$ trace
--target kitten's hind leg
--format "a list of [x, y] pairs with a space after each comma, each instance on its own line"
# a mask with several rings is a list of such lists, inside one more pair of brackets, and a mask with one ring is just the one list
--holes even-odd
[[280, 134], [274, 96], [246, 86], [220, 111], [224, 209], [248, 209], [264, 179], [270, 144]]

■ Exercise prompt
Rewrite the items above, replacing every occurrence of "kitten's hind leg" with "kitten's rear leg" and changing nothing else.

■ Reply to the exercise
$ trace
--target kitten's rear leg
--format "a list of [x, y] pairs with a space after each comma, each instance on its own line"
# a mask with several rings is a list of such lists, inside one more pair of brackets, and a mask with one ring is just the one list
--holes even-odd
[[280, 134], [274, 96], [246, 86], [220, 111], [224, 209], [248, 209], [264, 179], [270, 144]]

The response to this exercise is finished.